Your conversation partner could quickly make you want to end the conversation and run for the hills. Your asker could be doing this due to various reasons, including:

  1. Nosy
  2. Rebellious – They know it is wrong or uncomfortable but do it anyway for the shock value and rebel against social norms.
  3. Clueless – They are truly unaware it is inappropriate to ask the question(s) or behave that way.
  4. Opinionated

Potentially or actually pathological

  1. Revenge – At some point, they have been made to feel angry or anxious and want to make others squirm. They want you to know how they felt.
  2. Projecting insecurity. 
  3. Jealousy.
  4. They are asserting power or control superiority.
  5. Been there done that; They over-identify with the experience of the aggressor with whom they interacted.

The askee – Why does it make me feel uncomfortable?

When someone goes too far and asks too many interrogating questions, it can make you feel uncomfortable. Dr. Bartell shares two reasons for why this might be happening.  The questions are either healthy and appropriate or pathological.
::::::::
* **Stated exercise 1**
In the records, scale the lines beginning at the line that has "Practice problem: What is the bounding box of the rocky" and stopping after the line that has "[0,193,47,226]". Give only those lines again, requests included, with every bounding-box coordinate multiplied by 1.65 and rounded to a whole number, halves rounded up.
::::::::
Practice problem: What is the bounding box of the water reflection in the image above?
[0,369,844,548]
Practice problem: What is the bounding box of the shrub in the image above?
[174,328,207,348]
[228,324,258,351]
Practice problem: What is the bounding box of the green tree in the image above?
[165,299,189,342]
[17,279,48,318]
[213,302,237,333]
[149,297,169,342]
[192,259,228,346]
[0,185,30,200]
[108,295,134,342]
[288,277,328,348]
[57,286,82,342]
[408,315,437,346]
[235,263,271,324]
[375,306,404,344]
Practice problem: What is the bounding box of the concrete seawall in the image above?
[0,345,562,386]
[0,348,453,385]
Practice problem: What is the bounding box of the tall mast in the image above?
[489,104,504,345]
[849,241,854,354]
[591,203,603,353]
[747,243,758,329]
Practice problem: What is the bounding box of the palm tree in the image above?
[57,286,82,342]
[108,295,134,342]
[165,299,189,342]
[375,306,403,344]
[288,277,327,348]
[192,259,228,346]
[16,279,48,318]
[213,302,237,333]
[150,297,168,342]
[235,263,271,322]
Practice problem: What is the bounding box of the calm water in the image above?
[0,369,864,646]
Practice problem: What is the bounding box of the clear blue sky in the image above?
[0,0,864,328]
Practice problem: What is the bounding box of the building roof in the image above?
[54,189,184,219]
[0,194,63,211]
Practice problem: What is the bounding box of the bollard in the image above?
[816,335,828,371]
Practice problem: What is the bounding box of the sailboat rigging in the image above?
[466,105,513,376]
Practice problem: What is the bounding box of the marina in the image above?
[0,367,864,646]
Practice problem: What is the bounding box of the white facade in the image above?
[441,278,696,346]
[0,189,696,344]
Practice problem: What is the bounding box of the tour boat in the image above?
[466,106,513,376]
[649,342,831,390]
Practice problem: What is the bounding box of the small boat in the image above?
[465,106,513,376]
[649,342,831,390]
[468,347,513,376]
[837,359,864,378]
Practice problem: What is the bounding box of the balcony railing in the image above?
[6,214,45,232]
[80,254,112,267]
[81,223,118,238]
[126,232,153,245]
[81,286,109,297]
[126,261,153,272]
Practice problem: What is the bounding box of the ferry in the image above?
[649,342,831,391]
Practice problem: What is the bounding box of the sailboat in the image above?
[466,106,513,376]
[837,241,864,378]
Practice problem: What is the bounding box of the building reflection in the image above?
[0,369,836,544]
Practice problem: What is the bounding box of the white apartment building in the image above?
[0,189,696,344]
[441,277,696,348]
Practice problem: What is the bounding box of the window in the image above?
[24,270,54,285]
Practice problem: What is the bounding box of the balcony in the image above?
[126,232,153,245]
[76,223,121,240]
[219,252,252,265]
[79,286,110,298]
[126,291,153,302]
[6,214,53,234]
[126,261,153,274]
::::::::
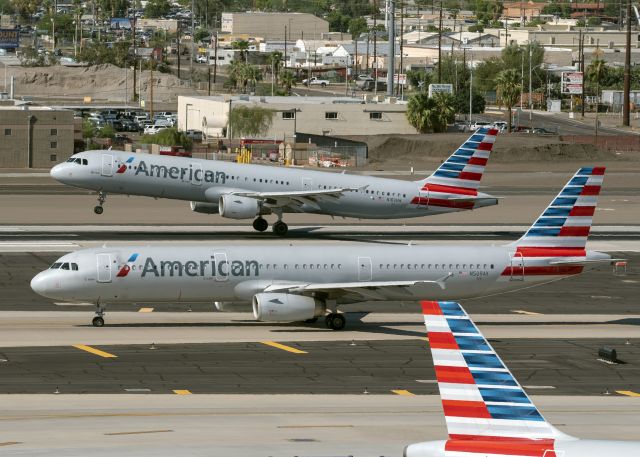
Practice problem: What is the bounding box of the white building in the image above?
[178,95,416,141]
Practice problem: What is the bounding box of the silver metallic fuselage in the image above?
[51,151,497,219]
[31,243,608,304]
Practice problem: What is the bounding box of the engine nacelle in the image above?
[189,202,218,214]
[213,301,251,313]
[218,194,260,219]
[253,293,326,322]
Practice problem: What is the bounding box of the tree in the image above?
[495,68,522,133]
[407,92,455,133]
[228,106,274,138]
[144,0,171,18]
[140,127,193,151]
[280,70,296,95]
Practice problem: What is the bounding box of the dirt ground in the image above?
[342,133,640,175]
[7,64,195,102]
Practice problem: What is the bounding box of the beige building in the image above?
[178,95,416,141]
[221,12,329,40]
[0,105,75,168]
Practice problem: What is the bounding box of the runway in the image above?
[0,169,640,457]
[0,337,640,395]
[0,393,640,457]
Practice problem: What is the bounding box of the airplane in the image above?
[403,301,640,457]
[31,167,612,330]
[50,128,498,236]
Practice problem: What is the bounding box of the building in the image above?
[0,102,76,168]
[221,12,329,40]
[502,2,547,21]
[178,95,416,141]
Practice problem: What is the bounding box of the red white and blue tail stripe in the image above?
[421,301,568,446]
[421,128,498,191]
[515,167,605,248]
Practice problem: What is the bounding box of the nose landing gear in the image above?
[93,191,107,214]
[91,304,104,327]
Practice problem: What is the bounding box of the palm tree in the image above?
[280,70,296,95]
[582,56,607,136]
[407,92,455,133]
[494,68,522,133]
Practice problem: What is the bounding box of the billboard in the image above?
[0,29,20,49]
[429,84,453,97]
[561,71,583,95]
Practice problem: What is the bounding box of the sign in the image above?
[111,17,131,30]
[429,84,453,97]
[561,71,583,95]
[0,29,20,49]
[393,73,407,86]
::::::::
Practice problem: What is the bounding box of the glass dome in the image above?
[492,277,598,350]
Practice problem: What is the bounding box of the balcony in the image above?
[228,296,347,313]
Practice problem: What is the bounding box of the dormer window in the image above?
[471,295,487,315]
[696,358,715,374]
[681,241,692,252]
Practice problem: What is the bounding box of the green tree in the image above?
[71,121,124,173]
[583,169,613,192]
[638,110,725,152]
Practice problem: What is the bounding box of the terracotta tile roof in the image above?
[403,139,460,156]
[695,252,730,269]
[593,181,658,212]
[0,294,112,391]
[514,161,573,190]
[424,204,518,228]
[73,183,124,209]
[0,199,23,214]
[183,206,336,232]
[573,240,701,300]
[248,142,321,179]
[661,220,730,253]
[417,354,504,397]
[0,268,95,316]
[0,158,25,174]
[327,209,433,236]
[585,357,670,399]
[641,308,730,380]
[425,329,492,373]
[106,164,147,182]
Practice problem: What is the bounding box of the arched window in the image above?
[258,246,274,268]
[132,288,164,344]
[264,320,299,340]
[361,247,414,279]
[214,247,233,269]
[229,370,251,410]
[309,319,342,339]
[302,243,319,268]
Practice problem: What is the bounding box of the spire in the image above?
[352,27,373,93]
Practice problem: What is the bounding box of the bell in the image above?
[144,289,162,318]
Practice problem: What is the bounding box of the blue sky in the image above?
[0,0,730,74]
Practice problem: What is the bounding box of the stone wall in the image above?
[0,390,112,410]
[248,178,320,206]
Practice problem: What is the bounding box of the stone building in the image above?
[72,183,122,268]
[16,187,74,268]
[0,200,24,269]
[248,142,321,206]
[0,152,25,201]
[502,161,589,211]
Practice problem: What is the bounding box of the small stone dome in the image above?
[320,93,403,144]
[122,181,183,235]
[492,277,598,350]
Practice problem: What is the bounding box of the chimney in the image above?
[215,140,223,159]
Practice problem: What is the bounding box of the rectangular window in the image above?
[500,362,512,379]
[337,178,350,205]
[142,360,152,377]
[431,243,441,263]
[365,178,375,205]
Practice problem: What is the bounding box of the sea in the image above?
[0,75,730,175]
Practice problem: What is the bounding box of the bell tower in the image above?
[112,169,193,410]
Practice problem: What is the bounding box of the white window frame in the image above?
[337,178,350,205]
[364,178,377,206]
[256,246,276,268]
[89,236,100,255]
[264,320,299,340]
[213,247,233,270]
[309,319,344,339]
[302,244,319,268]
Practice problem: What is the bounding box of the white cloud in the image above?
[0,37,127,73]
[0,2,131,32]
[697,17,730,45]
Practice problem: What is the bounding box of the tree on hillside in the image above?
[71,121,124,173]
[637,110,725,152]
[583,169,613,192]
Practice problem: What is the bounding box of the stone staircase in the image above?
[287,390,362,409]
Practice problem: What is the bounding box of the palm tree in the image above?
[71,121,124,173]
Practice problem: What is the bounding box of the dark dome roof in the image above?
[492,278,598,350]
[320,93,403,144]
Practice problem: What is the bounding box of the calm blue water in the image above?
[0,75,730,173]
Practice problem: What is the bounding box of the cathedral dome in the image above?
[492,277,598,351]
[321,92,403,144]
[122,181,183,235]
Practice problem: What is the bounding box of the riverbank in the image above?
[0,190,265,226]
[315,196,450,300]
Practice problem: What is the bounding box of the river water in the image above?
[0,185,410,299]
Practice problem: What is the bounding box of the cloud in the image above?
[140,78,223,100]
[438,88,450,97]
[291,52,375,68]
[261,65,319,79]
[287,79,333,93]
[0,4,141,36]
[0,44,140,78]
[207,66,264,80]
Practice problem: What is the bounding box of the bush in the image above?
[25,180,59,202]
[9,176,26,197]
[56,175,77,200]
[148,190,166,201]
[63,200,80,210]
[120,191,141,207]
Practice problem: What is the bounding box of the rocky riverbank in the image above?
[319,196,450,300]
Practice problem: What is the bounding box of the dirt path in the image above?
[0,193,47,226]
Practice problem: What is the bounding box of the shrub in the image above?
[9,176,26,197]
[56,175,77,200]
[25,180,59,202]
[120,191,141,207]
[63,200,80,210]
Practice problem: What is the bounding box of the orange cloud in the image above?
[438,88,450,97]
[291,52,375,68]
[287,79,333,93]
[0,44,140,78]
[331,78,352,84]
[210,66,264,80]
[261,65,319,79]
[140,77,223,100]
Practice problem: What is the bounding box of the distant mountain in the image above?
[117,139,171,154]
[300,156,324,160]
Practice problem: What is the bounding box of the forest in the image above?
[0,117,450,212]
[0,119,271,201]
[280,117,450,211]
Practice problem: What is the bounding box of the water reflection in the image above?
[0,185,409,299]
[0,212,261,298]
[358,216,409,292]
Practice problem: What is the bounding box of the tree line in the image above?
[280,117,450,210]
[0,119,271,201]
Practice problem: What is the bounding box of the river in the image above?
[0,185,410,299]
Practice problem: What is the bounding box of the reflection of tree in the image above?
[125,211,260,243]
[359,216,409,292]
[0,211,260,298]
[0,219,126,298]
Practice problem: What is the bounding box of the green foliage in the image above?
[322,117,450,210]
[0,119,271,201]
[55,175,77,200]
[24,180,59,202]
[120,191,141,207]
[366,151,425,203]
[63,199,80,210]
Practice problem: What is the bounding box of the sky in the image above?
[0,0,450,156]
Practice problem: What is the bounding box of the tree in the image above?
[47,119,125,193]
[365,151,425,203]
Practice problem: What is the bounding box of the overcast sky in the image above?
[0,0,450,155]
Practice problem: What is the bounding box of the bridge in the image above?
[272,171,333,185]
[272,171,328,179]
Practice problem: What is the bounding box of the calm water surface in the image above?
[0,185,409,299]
::::::::
* **Stated exercise 2**
Finish out the next part of the passage on intrusive questions, picking up after its final sentence.

* **Response 1**
Practice problem: What is the bounding box of the rocky riverbank in the image above?
[526,323,743,495]
Practice problem: What is the bounding box of the dirt path in the image above?
[0,318,78,373]

* **Response 2**
Healthy & appropriate

  1. Privacy – Sometimes, we just do not wish to reveal things.
  2. Inexperienced or young resulting in generational communication differences. In addition,  limited social experiences may result in perceived communication faux pas, which does not mirror reality.
  3. Unhealthy – The person may be tapping into a locus of insecurity, shame, or conflict. This may be due to an unhealthy family dynamic, inability to comply with social norms, religious or political issues.

How to respond

Dr. Bartell suggests seven different options for dealing with an obtrusive conversation partner: 

  1. Be vague or without directly answering the question.
  2. Set a limit or boundary politely.
  3. Ignore the question and change the subject. 
  4. Use long silent strategic pauses or active listening, including repeating and reinstating the question.
  5. Confront or call out the asker.
  6. Use humor to deflect.
  7. Turn it around “Oh, but enough about me, how about you?”  or “You don’t want to talk about me it’s boring, or “There is not much to say, but you, on the other hand….”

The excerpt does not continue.